* **TEXTAUSZUG**:
┌──

Wenngleich die Studie auf einem repräsentativen Datensatz beruht und für weitere Einflussfaktoren wie das Niveau der Sozialleistungen oder die ethnische Homogenität einer Gesellschaft kontrolliert, taugt Carrieros Analyse nicht zur Identifikation eines kausalen Effekts. So ist es durchaus möglich, dass die Kausalität im von ihm beobachtete Zusammenhang zwischen Ungleichheit und abnehmender Umverteilungspräferenz entgegengesetzt wirkt: Wo die Menschen über alle Einkommens- und Berufsklassen hinweg weniger Umverteilung wünschen, da verteilt die Politik weniger um, was sich wiederum in höherer Einkommensungleichheit manifestiert. Carrieros Studie ist auf 44 Länder Europas beschränkt, darunter vornehmlich entwickelte Demokratien. Dass die getroffenen politischen Maßnahmen in diesen mit den Präferenzen der Wähler korreliert sind, ist nicht allzu überraschend.

Ungleichheit wird überschätzt

Selbst für den Fall, dass der von Carriero vermutete Zusammenhang tatsächlich besteht, ist jedoch fraglich, wie relevant er für die wirtschaftspolitische Diskussion ist. Die meisten Menschen schätzen das Ausmaß der Einkommensungleichheit, gemessen etwa anhand des Gini-Koeffizienten, falsch ein. Judith Niehues zeigt für 24 Länder, darunter Deutschland, dass die tatsächliche Ungleichheit meist überschätzt wird.

└──

Auszüge aus Pointing-Datensätzen
┌──

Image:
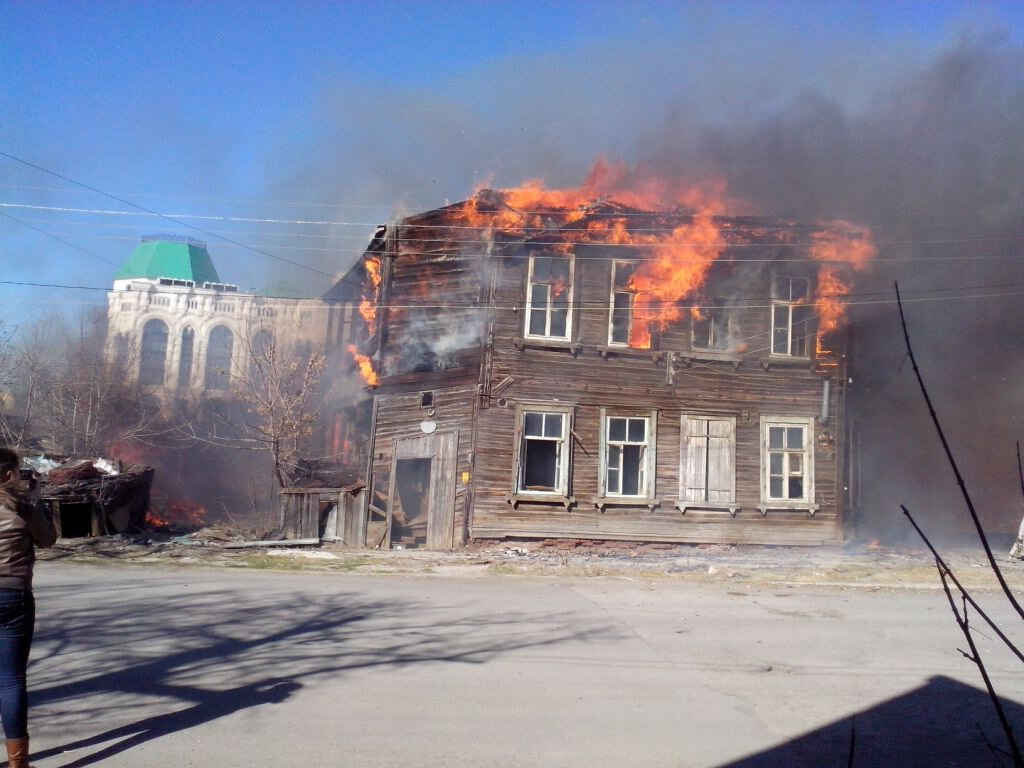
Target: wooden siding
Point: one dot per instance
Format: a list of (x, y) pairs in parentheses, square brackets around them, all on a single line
[(587, 376), (433, 320), (398, 417)]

└──

* **AUFGABE**: Wiederhole aus dem Text über Ungleichheit und Umverteilung wortgetreu die Passage, die mit „Selbst für den“ beginnt und sich bis einschließlich „meist überschätzt wird.“ fortsetzt.

* **LÖSUNG**:
Selbst für den Fall, dass der von Carriero vermutete Zusammenhang tatsächlich besteht, ist jedoch fraglich, wie relevant er für die wirtschaftspolitische Diskussion ist. Die meisten Menschen schätzen das Ausmaß der Einkommensungleichheit, gemessen etwa anhand des Gini-Koeffizienten, falsch ein. Judith Niehues zeigt für 24 Länder, darunter Deutschland, dass die tatsächliche Ungleichheit meist überschätzt wird.